▶ SHORT EXERCISE
Find every line of the material that contains the string "skater" and copy each of those lines.

──────── WORKING DATA ────────

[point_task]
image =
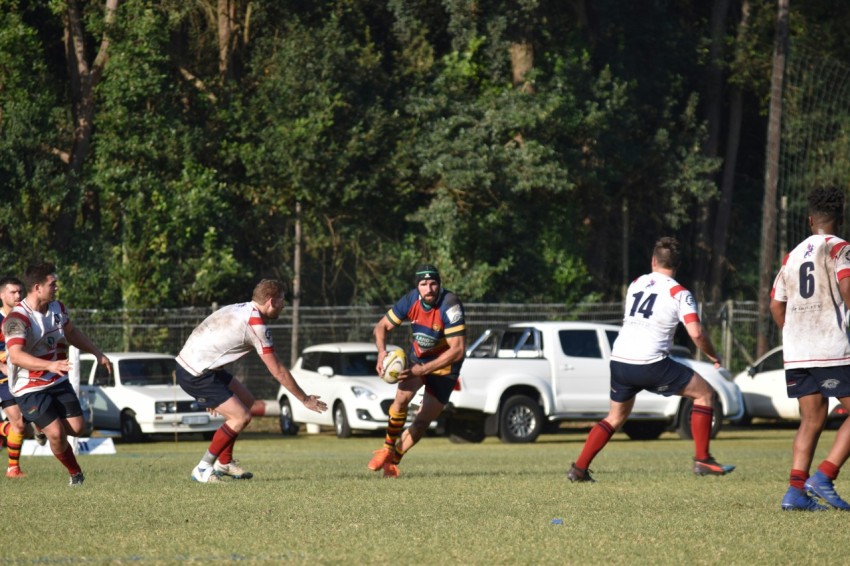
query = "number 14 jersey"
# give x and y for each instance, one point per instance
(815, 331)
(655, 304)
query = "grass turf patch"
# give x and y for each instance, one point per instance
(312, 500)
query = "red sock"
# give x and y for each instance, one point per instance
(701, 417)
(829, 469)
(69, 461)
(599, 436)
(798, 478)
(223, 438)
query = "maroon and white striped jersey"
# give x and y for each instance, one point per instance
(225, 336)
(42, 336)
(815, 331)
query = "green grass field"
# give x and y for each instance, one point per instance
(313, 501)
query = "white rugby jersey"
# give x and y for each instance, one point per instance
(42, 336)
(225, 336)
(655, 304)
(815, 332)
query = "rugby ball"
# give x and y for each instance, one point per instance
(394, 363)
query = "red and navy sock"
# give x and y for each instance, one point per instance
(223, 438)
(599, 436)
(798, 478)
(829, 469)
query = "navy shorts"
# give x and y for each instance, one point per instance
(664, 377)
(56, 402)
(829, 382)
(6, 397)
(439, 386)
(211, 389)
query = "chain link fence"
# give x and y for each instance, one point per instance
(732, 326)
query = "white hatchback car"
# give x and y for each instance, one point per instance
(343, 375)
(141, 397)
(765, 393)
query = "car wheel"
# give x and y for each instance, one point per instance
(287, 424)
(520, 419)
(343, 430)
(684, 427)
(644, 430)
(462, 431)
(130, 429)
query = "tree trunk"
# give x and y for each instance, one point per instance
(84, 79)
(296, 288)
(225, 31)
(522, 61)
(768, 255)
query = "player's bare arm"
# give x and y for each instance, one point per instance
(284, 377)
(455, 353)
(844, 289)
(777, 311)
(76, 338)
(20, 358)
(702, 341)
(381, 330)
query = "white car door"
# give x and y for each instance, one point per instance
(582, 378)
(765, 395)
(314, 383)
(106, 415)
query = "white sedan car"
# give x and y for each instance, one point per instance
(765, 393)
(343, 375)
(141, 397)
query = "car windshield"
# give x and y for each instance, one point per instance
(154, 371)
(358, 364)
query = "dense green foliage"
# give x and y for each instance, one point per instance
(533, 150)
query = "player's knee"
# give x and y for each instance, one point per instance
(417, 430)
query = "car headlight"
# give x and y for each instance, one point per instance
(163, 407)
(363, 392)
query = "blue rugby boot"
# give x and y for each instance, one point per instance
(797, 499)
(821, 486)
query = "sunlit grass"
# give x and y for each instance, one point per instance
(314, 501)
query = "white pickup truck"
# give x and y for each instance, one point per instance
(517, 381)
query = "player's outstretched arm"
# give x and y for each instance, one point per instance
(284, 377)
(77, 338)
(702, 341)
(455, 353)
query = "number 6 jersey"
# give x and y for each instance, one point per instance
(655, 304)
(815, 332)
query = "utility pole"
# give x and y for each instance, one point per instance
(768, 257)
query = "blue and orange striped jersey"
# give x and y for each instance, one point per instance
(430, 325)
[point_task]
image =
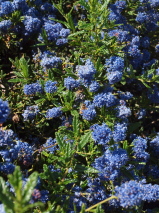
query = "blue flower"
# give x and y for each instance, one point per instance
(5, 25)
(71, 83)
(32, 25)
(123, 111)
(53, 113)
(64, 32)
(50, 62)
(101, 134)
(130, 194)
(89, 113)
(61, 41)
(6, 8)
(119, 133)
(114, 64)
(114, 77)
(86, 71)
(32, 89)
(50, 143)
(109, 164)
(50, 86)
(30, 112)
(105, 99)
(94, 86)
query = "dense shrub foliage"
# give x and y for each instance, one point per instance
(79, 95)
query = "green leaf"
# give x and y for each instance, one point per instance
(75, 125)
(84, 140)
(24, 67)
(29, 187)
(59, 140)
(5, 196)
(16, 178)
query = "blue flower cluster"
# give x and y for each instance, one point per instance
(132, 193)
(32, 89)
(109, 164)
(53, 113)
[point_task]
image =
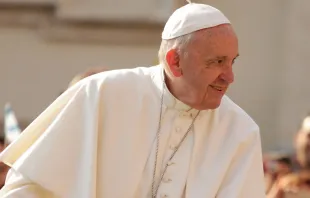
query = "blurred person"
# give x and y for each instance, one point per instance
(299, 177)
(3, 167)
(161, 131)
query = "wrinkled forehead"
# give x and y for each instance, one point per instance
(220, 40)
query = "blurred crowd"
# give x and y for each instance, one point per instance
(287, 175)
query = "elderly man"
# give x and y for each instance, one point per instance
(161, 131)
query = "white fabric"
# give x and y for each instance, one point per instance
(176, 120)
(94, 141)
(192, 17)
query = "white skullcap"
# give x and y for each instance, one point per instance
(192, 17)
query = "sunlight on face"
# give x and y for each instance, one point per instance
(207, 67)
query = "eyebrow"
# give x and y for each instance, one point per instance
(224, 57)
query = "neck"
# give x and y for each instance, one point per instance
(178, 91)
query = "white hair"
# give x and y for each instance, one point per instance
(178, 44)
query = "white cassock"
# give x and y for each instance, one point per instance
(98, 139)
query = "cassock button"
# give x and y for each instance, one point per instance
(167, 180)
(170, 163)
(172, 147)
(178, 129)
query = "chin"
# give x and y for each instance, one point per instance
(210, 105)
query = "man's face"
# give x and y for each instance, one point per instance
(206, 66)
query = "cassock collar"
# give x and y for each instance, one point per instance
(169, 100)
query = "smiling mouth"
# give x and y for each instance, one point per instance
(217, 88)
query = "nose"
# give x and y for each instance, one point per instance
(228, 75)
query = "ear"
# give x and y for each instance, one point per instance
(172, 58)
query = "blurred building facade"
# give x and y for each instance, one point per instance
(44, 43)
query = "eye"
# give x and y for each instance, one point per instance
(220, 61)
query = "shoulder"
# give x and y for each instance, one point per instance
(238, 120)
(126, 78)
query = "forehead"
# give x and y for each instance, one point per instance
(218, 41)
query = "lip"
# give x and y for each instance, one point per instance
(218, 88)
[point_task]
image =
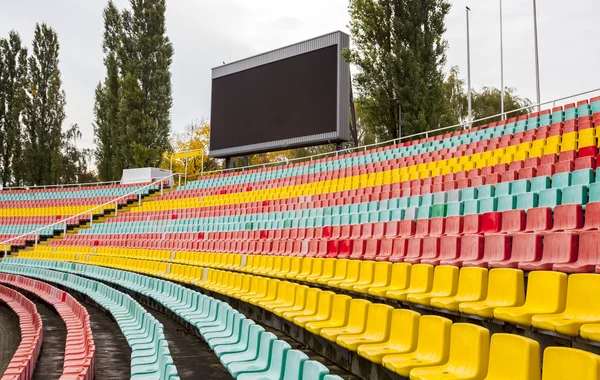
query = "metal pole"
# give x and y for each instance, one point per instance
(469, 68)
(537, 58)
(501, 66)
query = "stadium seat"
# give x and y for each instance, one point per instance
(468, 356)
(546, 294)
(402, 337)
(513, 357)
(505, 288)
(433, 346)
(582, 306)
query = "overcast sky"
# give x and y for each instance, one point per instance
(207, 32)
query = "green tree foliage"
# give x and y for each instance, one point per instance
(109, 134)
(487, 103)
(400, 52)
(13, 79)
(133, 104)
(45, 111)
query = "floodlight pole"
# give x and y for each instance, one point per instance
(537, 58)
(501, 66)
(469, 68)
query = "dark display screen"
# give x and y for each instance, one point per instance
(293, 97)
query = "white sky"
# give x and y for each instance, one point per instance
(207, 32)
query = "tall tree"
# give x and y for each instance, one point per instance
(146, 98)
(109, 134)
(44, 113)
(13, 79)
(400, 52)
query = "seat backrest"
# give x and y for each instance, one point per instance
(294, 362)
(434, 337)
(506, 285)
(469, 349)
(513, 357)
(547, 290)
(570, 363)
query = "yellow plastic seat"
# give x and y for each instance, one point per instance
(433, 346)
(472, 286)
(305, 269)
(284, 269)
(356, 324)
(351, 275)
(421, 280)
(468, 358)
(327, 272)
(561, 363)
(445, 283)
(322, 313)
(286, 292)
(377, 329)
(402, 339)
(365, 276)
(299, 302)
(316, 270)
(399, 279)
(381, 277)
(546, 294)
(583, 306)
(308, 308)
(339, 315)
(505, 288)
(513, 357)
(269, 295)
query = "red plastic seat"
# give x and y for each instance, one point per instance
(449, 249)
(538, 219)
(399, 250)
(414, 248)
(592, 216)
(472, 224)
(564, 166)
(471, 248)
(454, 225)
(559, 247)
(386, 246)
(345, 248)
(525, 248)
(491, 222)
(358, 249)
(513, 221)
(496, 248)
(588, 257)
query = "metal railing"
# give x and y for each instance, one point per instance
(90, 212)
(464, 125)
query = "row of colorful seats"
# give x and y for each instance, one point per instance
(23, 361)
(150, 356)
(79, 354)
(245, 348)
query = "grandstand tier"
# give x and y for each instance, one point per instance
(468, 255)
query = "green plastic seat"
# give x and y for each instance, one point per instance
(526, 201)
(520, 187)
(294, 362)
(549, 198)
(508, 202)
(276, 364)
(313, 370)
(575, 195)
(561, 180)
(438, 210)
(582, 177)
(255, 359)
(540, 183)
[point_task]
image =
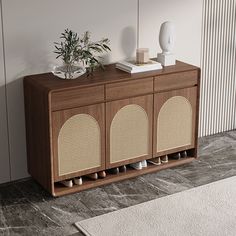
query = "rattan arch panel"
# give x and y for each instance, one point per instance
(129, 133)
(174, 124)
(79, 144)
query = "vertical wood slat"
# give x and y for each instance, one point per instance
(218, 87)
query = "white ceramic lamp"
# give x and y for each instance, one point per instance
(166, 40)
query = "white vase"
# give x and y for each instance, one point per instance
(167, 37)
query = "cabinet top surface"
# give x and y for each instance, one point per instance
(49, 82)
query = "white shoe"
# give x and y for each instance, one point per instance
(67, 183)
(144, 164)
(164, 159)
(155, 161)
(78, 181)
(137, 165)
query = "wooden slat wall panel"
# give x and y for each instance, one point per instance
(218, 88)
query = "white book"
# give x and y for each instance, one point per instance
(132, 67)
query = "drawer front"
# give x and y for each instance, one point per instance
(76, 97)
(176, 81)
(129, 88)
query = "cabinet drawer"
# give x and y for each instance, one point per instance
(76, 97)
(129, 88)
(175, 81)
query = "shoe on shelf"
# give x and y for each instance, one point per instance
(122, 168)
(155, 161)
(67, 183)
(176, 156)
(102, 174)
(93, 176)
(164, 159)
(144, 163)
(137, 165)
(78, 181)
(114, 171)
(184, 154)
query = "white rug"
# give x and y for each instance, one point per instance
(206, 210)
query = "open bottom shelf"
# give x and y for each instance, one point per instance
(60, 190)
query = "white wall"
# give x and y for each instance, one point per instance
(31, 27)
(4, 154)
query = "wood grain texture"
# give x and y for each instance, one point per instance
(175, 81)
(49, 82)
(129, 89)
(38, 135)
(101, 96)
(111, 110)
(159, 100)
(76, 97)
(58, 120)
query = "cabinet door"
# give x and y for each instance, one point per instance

────────
──────── WORKING DATA ────────

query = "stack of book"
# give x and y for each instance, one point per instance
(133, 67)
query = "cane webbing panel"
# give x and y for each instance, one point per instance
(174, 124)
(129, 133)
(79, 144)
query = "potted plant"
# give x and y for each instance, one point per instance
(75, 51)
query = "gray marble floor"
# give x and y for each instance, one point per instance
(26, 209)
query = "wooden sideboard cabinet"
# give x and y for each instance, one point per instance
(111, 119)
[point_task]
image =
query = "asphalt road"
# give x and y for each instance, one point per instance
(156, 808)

────────
──────── WORKING DATA ────────

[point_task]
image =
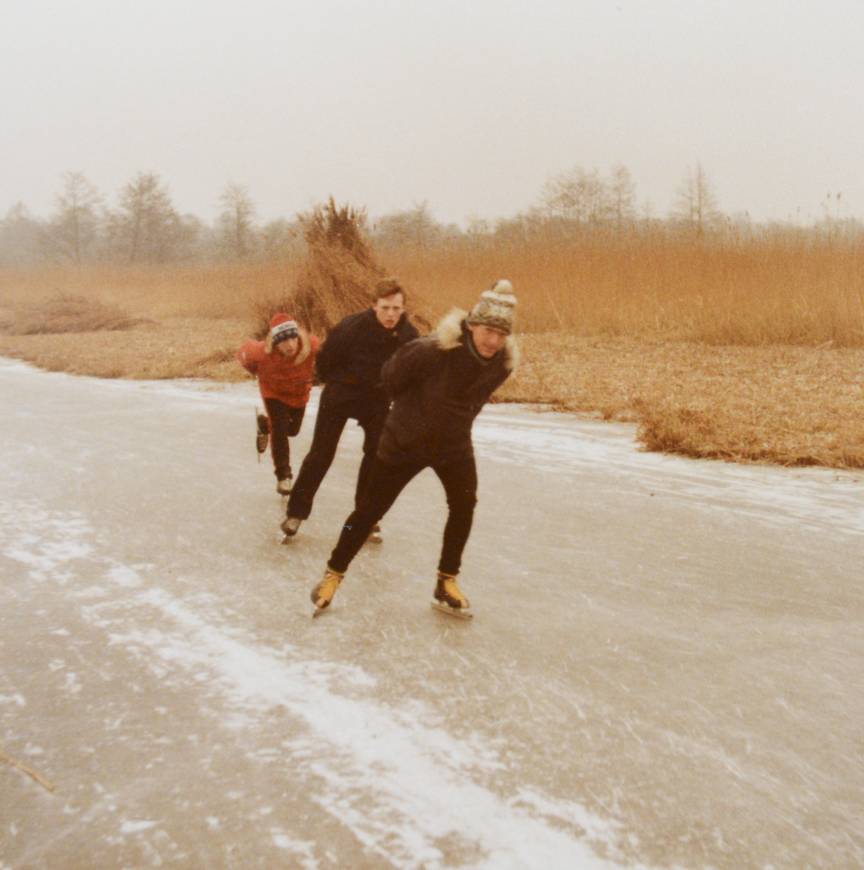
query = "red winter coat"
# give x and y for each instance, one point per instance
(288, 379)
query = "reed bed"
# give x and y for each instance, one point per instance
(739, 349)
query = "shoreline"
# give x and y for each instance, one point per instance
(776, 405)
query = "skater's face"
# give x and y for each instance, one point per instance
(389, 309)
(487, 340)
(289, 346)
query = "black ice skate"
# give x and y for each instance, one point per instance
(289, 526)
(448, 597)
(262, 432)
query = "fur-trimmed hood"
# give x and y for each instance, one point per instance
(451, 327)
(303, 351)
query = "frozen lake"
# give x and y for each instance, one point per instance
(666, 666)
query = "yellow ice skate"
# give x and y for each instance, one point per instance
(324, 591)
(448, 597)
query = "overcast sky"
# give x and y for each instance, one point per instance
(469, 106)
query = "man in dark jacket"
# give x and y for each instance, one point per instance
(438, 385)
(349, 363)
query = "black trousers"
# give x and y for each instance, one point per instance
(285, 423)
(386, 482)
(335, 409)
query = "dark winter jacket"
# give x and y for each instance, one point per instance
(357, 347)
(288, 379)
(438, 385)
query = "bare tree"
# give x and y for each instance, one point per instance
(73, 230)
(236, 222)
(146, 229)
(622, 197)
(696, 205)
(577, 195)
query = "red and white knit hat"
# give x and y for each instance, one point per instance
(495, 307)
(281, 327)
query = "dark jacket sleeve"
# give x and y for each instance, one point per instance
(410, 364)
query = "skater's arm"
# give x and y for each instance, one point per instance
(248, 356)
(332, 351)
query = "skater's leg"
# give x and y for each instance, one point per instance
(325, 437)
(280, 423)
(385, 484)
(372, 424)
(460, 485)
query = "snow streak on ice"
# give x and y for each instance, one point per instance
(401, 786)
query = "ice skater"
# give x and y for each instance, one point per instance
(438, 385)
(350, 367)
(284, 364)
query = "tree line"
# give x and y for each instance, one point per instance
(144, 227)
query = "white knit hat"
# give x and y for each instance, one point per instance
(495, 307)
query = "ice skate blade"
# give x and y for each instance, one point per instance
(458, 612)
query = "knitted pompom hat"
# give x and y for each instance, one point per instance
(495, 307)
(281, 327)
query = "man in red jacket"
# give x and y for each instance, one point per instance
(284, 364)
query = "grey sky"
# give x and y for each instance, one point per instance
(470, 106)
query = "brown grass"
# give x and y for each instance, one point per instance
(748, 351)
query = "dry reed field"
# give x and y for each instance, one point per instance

────────

▶ SOLUTION TO THIS PROBLEM
query = "skater's face"
query = "skater's arm"
query = "skater's leg"
query = "ice skater"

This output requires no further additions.